== Extracted data ==

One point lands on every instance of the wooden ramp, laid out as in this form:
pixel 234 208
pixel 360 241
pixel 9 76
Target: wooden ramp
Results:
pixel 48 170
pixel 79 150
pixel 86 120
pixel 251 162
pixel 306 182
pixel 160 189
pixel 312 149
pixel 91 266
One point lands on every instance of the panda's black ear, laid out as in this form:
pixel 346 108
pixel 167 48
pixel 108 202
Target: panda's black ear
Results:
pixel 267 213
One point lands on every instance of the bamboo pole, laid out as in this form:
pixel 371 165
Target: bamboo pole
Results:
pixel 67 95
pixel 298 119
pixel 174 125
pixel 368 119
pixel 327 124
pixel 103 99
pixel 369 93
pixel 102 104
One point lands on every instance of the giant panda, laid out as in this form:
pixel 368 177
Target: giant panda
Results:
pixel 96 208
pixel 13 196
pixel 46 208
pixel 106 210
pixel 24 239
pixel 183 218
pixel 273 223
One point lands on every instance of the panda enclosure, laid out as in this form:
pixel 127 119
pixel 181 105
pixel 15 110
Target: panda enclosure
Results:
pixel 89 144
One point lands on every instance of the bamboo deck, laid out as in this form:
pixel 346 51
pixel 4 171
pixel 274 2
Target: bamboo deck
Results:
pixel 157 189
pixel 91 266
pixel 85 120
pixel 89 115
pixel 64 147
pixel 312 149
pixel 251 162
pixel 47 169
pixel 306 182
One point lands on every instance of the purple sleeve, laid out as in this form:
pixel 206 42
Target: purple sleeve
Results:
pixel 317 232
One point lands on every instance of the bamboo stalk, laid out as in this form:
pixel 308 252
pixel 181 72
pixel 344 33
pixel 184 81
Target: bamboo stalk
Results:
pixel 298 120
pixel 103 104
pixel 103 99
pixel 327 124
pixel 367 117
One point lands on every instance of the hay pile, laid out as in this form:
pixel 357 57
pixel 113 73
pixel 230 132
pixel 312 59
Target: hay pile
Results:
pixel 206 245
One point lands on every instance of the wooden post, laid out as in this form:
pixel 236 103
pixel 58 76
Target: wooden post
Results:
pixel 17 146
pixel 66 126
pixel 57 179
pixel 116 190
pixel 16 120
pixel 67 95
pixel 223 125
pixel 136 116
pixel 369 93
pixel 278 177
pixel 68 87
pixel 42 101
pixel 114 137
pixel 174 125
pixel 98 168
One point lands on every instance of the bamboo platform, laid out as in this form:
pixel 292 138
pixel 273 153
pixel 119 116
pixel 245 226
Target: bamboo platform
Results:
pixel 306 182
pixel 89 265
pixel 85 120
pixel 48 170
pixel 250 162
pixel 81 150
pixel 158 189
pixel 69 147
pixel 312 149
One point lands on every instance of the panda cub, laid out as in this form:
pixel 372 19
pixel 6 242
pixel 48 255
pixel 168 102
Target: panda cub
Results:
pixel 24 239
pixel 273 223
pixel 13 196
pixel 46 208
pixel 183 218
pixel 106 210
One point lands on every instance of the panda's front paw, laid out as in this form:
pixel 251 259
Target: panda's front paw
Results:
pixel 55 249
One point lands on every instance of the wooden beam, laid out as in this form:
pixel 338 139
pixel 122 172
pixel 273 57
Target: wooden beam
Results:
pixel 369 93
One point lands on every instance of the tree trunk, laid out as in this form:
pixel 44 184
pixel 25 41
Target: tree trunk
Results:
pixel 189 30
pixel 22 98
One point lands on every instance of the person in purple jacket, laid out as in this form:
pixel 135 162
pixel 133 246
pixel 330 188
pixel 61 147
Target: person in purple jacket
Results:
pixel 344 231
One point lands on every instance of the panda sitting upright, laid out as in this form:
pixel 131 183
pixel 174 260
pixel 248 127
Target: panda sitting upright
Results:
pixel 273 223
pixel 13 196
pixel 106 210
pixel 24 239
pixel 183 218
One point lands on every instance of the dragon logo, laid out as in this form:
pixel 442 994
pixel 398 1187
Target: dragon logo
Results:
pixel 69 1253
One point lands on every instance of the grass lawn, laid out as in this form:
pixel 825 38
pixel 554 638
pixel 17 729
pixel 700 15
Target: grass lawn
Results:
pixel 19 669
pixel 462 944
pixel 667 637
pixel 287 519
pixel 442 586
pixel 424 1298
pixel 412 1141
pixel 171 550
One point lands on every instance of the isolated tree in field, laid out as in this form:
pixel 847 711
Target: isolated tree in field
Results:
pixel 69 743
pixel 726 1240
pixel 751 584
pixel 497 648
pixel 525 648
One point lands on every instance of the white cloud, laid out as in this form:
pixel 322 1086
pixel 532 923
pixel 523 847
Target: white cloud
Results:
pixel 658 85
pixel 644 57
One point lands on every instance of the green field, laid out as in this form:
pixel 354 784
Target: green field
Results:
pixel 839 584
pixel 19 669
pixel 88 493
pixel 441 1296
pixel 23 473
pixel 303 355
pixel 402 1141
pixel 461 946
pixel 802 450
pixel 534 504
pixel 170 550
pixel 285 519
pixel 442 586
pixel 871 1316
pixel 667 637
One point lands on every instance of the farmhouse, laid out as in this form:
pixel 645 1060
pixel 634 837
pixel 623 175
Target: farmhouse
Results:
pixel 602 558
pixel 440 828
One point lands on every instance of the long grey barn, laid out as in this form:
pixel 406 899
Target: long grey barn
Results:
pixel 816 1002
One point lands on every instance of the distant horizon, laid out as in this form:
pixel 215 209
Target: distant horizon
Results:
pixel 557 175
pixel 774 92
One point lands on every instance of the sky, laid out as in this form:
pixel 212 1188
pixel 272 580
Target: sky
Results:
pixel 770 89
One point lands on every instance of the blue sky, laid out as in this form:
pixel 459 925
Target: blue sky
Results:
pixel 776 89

===

- **Work instruction**
Lines to set down from above: the line with "pixel 122 172", the line with "Target: panda sitting upright", and every line between, each exactly as written.

- **Solution**
pixel 122 172
pixel 273 57
Target: wooden beam
Results:
pixel 369 93
One point lands on every instance of the tree trunk, laid out as in this form:
pixel 44 184
pixel 25 41
Target: tree trunk
Results:
pixel 189 30
pixel 22 98
One point lands on every instance of the person in purple jacket, laid out as in this form:
pixel 135 162
pixel 133 246
pixel 330 188
pixel 61 147
Target: person in purple jacket
Results:
pixel 344 231
One point lands on every instance of the panda sitting upright, laid out as in this form:
pixel 131 183
pixel 174 260
pixel 248 127
Target: panda sitting upright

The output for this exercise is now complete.